Extrait à lire »
◆ ◆ ◆ ◆

Trois femmes innues, natives de la Côte-Nord, trois voix distinctes, trois façons engagés d'aborder l'écriture de haïkus, qui deviennent autant de bâton à messages. Ici, les tshissinuatshitakana ne sont plus tant des repères laissés à l’intérieur des terres pour permettre aux nomades d’orienter leur marche que des témoins d'une réalité, des regards sur des lieux, des situations, des problématiques. La mission du recueil est double, ce qui justifie la nécessité de jumeler à chaque texte français sa traduction innue (ou vice versa). On y perçoit aussi bien le refus de banaliser violence, toxicomanie, alcoolisme qu'une volonté de décrire la réalité d'un peuple fait pour les grands espaces, maintenant confiné dans des réserves qui, bien souvent, au lieu de protéger une identité, favorise les abus, les blessures, l'impuissance. On parle ici de littérature engagée dans son sens le plus pur, les mots pouvant servir à faire éclater les préjugés comme à cristalliser les douleurs ou à présenter autrement la tendresse liée au respect des traditions.

◆ ◆ ◆ ◆

Matériel fourni »
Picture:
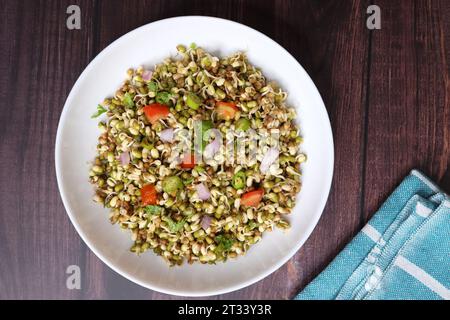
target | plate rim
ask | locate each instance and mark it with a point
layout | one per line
(128, 275)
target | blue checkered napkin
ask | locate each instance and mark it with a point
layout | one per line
(402, 253)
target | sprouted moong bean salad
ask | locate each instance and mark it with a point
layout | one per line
(197, 157)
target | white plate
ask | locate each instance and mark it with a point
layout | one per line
(77, 136)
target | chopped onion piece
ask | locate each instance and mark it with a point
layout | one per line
(124, 158)
(147, 75)
(166, 135)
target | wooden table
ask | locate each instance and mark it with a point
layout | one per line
(387, 93)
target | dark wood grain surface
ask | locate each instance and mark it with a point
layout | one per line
(387, 93)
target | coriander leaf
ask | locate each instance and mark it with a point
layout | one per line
(188, 181)
(151, 209)
(100, 110)
(152, 86)
(163, 97)
(128, 100)
(174, 226)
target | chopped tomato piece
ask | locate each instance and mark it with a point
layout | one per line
(188, 161)
(156, 111)
(148, 194)
(226, 110)
(252, 198)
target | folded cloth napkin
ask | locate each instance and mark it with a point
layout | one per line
(402, 253)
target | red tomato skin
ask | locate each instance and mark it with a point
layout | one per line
(148, 195)
(156, 111)
(252, 198)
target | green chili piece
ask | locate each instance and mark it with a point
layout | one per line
(239, 180)
(243, 124)
(172, 184)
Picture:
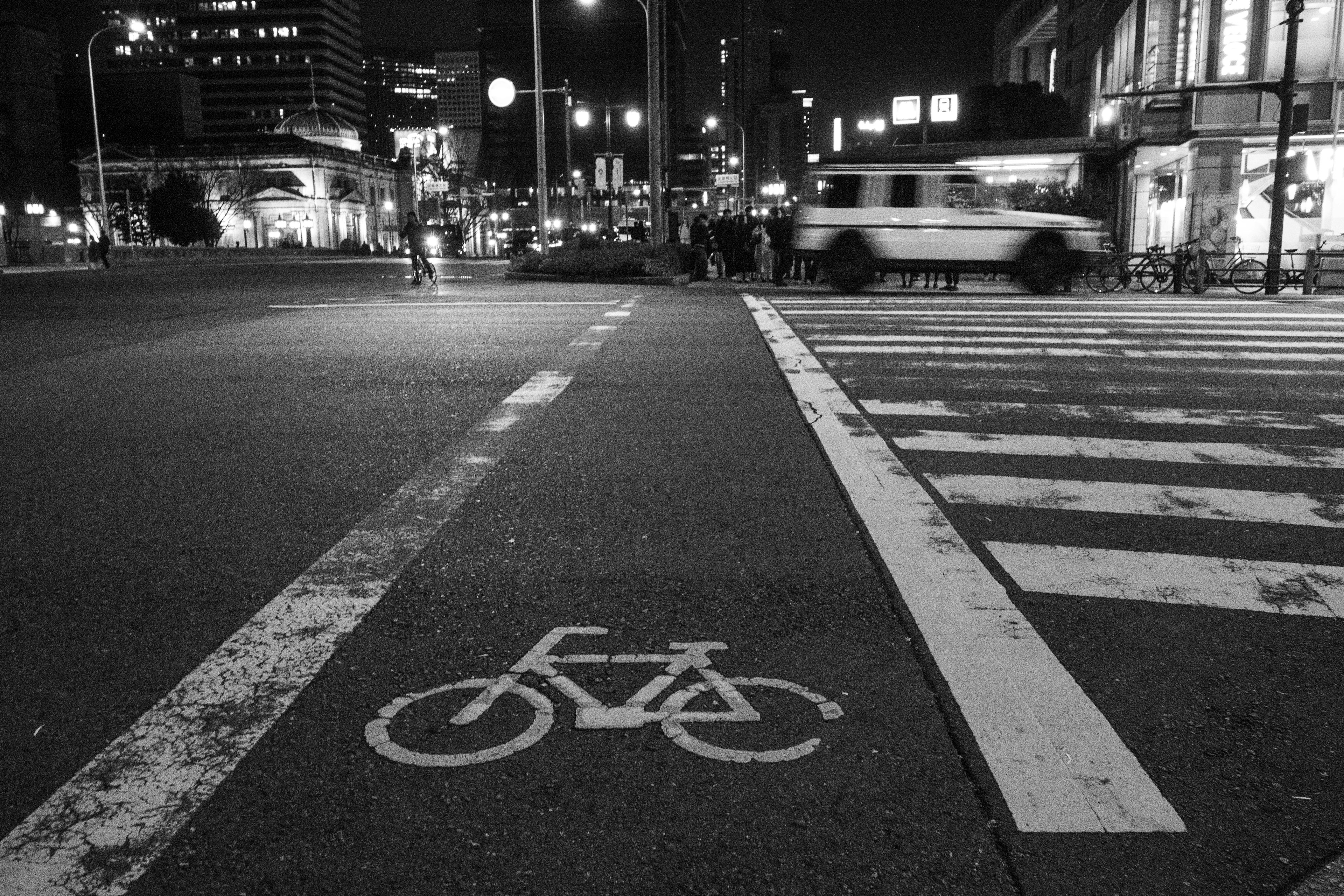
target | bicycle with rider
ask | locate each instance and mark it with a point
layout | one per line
(416, 237)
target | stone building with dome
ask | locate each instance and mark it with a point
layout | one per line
(306, 183)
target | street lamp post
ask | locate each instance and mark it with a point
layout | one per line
(135, 27)
(712, 123)
(652, 26)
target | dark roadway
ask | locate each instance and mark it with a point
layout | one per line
(179, 452)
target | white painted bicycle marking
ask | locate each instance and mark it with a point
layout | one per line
(592, 714)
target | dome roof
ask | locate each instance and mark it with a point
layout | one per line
(322, 127)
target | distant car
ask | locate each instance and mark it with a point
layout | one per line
(863, 219)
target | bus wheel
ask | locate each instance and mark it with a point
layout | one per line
(850, 262)
(1043, 264)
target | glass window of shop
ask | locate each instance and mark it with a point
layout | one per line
(1315, 40)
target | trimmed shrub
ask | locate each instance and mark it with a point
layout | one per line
(623, 260)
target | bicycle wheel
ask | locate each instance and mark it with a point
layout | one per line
(1156, 274)
(1248, 276)
(674, 727)
(378, 737)
(1105, 277)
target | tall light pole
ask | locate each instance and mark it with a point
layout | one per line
(712, 123)
(134, 27)
(654, 42)
(542, 206)
(1285, 132)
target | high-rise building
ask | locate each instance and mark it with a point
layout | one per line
(259, 61)
(401, 93)
(459, 88)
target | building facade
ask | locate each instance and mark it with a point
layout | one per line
(259, 61)
(306, 184)
(401, 93)
(1197, 163)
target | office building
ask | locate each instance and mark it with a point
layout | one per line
(401, 93)
(259, 61)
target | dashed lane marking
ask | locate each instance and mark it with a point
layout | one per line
(1194, 503)
(1057, 760)
(1262, 586)
(104, 828)
(1113, 414)
(1289, 456)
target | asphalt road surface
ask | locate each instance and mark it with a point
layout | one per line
(745, 590)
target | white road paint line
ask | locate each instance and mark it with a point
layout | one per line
(1056, 387)
(1195, 503)
(990, 351)
(1084, 331)
(439, 304)
(1053, 340)
(1074, 369)
(1105, 414)
(1195, 317)
(1262, 586)
(1291, 456)
(104, 828)
(1023, 707)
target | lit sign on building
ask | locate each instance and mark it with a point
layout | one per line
(943, 107)
(905, 111)
(1233, 41)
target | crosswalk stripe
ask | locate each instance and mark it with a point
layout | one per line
(1194, 317)
(1025, 710)
(1262, 586)
(1115, 414)
(1291, 456)
(1197, 503)
(1077, 331)
(976, 342)
(1080, 352)
(1054, 387)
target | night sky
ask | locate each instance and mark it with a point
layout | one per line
(853, 56)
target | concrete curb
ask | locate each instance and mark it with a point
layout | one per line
(1327, 882)
(680, 280)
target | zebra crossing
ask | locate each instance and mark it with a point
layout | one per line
(1218, 421)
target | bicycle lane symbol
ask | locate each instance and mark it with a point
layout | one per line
(593, 714)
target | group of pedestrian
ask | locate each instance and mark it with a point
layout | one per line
(749, 248)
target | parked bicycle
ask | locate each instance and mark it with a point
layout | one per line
(593, 714)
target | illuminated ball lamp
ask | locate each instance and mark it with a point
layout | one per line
(502, 93)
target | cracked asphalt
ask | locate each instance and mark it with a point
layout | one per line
(179, 452)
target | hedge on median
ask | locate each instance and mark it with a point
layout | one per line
(622, 260)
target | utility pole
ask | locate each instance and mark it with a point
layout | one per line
(654, 25)
(1285, 131)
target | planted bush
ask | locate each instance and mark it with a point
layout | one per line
(622, 260)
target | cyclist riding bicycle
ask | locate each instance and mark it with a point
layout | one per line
(416, 236)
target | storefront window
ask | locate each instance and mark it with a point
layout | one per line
(1314, 40)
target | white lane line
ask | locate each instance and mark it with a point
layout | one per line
(1195, 503)
(435, 304)
(1058, 762)
(1076, 369)
(1292, 456)
(1105, 414)
(1264, 586)
(990, 351)
(108, 824)
(1195, 317)
(1081, 331)
(976, 342)
(1056, 387)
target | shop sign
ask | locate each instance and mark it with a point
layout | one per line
(1234, 41)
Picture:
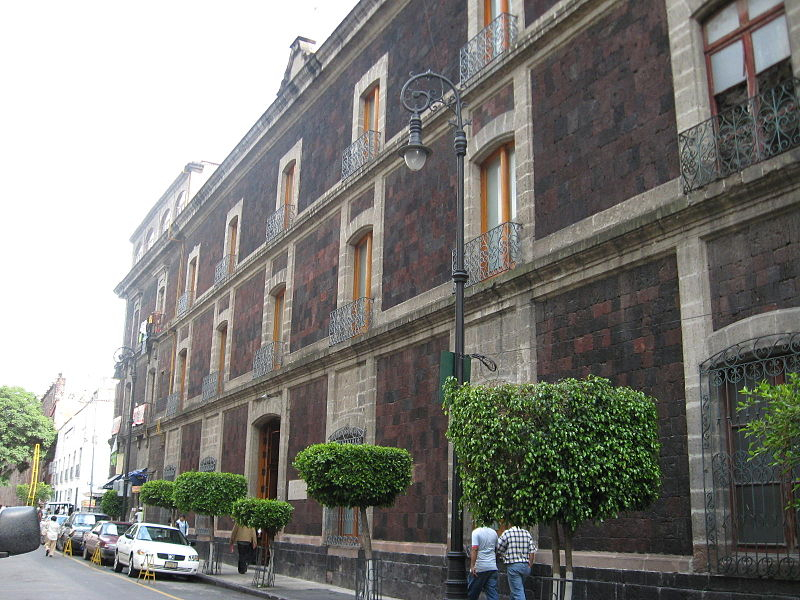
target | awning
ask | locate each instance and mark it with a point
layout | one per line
(109, 485)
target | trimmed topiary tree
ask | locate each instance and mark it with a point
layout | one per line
(558, 453)
(268, 515)
(209, 493)
(111, 504)
(161, 493)
(355, 476)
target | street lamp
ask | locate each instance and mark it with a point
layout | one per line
(125, 364)
(417, 98)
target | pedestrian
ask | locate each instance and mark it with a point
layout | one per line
(517, 549)
(51, 536)
(483, 564)
(246, 542)
(183, 525)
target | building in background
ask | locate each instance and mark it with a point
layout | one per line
(80, 462)
(632, 211)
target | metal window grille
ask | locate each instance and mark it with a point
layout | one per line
(173, 400)
(210, 386)
(748, 532)
(497, 38)
(184, 302)
(492, 253)
(268, 358)
(224, 269)
(279, 221)
(759, 128)
(349, 320)
(360, 152)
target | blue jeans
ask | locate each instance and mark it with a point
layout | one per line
(517, 572)
(484, 580)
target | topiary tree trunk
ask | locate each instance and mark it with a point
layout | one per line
(558, 453)
(355, 476)
(211, 494)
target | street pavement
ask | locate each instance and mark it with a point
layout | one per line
(33, 576)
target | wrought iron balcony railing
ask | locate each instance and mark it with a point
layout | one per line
(268, 358)
(757, 129)
(492, 253)
(184, 302)
(224, 269)
(173, 402)
(497, 38)
(210, 386)
(279, 221)
(350, 320)
(360, 152)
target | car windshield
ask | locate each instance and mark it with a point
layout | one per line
(161, 534)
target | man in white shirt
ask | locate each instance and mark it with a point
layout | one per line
(482, 564)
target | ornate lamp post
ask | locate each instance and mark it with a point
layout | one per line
(125, 364)
(416, 98)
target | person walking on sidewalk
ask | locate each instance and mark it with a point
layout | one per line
(517, 548)
(483, 564)
(246, 542)
(51, 535)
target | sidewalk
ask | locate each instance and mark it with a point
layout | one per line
(285, 588)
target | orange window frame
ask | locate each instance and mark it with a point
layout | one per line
(503, 152)
(364, 246)
(744, 33)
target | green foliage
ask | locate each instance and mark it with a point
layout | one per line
(262, 513)
(210, 494)
(354, 475)
(43, 492)
(111, 504)
(158, 492)
(569, 451)
(22, 426)
(775, 434)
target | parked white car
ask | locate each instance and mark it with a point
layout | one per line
(165, 547)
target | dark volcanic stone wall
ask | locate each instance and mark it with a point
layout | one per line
(755, 269)
(626, 327)
(603, 116)
(411, 417)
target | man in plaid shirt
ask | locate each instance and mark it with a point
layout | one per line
(517, 548)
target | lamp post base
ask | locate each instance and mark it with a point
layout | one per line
(455, 588)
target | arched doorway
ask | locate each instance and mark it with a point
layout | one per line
(268, 451)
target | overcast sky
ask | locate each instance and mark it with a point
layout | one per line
(103, 103)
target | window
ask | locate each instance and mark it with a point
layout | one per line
(277, 316)
(747, 50)
(370, 109)
(498, 188)
(362, 268)
(748, 530)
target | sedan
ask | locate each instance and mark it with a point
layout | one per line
(104, 536)
(166, 549)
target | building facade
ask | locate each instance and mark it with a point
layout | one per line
(631, 211)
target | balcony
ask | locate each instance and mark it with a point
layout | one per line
(268, 358)
(279, 221)
(492, 253)
(184, 302)
(224, 269)
(360, 152)
(210, 386)
(173, 403)
(759, 128)
(350, 320)
(497, 38)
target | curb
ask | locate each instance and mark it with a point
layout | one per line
(237, 587)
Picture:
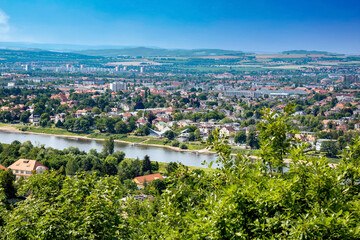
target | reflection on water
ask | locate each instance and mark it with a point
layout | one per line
(131, 151)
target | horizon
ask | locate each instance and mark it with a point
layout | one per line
(260, 26)
(66, 47)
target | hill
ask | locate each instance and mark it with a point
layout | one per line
(11, 55)
(306, 52)
(157, 52)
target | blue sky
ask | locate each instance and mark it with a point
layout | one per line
(262, 26)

◆ ◆ ◆ ◆

Énoncé »
Poursuivez le texte sur le recueil de haïkus de trois femmes innues à la suite de sa dernière phrase.

Votre réponse »
« Je deviens en quelque sorte un chaman contemporain qui utilise des mots épurés, mais imprégnés d’une forte émotion, selon mes états d’âme. Ma culture, de tradition orale, se transforme par l’écrit, ce qui, pour moi, traduit une évolution », explique Shan Dak (Jeanne-d'Arc Vollant) dans le texte introductif à ses haïkus. « Écrire est devenu une forme de survie, car j’utilise un médium contemporain afin de parler de ma situation de femme innue chevauchant la réalité de deux peuples. Je dois immanquablement évoluer dans le monde de l’écrit afin de concilier mon passé et mon présent, afin aussi de construite ma propre identité. »Les trois auteurs traitent le genre si particulier du haïku de façon unique, complémentaire. Louise Canapé propose la démythification d'une réalité.
maison du défunt
échange de souvenirs de chasse
près du cercueil
ou encore
heure de visite
ce bruit des clés et des gonds
derrière le grillage
Shan Dak transmet la blessure, la sienne, celle de ses semblables.
après tant d'années
des pas hantent encore ses nuits
pensionnat indien
ou bien
premier jour du mois
sur un carré de miroir
deux lignes blanches
Louve Mathieu se sert des mots comme d'armes servant à briser le silence; le haïku devient un chant écrit.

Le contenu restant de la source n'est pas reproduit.